(Input Opens)
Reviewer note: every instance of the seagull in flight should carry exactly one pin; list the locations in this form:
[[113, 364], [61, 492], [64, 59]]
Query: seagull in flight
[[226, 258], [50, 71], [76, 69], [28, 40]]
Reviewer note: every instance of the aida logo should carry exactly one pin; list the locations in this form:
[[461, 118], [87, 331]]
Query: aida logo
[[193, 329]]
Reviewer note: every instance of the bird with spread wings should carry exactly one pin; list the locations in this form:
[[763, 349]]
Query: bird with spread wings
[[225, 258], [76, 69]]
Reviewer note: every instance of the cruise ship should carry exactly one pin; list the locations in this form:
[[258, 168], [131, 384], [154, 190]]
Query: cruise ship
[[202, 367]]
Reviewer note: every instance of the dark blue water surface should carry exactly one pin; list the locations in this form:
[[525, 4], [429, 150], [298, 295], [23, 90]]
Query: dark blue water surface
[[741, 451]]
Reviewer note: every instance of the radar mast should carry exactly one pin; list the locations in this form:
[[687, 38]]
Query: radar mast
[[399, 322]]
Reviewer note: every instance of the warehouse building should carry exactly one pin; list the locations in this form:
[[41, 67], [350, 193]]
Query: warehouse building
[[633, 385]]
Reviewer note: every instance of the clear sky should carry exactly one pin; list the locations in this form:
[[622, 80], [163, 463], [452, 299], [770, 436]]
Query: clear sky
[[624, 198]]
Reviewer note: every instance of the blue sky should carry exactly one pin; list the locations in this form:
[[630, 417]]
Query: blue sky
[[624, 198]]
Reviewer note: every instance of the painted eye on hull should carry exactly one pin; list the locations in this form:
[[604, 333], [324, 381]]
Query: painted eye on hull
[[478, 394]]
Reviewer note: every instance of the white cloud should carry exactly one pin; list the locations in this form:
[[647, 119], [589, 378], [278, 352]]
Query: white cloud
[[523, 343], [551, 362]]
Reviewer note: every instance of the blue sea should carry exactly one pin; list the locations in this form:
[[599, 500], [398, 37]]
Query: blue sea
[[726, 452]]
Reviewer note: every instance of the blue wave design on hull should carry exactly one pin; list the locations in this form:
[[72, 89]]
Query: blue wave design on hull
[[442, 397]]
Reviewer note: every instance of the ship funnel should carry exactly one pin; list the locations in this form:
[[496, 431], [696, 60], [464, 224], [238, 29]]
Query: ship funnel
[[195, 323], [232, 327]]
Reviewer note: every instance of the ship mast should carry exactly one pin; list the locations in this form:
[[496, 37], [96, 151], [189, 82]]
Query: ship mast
(Input Closes)
(Input Opens)
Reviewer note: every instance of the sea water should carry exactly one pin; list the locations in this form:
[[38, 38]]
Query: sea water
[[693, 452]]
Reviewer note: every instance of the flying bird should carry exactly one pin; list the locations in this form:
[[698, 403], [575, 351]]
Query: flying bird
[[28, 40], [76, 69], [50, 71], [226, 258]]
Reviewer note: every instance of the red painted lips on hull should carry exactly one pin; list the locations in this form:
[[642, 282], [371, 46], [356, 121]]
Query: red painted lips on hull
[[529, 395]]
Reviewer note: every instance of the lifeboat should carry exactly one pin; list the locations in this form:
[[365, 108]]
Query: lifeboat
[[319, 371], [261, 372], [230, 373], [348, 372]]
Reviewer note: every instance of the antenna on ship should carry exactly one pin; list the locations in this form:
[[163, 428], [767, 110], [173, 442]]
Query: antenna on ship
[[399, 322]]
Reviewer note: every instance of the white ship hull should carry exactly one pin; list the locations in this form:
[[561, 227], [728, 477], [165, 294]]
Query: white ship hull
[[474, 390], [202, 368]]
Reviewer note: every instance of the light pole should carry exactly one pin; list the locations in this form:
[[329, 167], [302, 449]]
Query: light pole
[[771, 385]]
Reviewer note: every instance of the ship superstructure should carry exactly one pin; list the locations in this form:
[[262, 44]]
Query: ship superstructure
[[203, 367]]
(Input Closes)
(Input Opens)
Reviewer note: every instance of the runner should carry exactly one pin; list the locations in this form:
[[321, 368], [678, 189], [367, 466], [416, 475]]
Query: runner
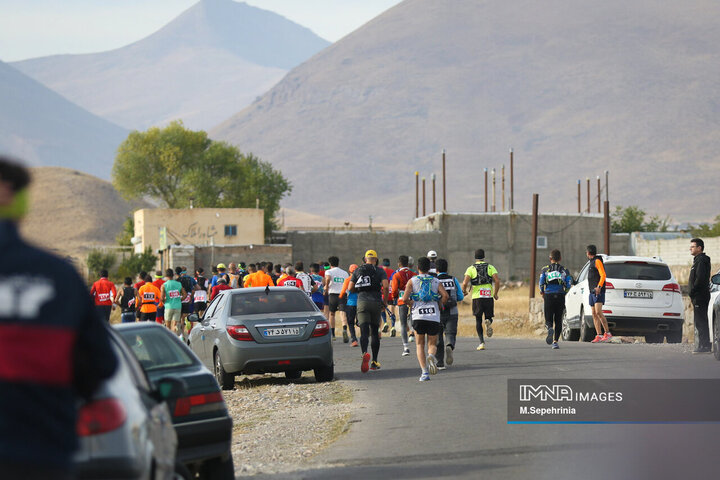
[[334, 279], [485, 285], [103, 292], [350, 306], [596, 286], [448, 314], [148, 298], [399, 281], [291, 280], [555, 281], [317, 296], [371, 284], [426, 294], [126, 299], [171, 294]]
(Input Closes)
Transcribe each line of the data above, unaltered, from the one where "[[647, 119], [589, 378], [278, 352]]" appears to the one where "Query: ship mast" appears, inclusive of both.

[[647, 119], [589, 378], [278, 352]]
Query: white cloud
[[523, 343], [551, 362]]
Reviewer note: every instance of the blue sea should carry exactly one pin; list the locations in this form:
[[599, 500], [398, 37]]
Query: blue sea
[[726, 452]]
Reviewer note: every instance of the blue wave design on hull should carry exactly one pin; list the locations in this form:
[[72, 89]]
Query: blue wave design on hull
[[442, 397]]
Reviewer note: every instance of the ship funnel should carry exactly one pin; list the locations in this form:
[[496, 431], [696, 60], [464, 224], [238, 29]]
Query: ship funnel
[[195, 323], [232, 327]]
Reviewer note: every instance of the ship mast should carry exactly one pin; list the locations in this form:
[[496, 37], [96, 151], [189, 82]]
Query: ship mast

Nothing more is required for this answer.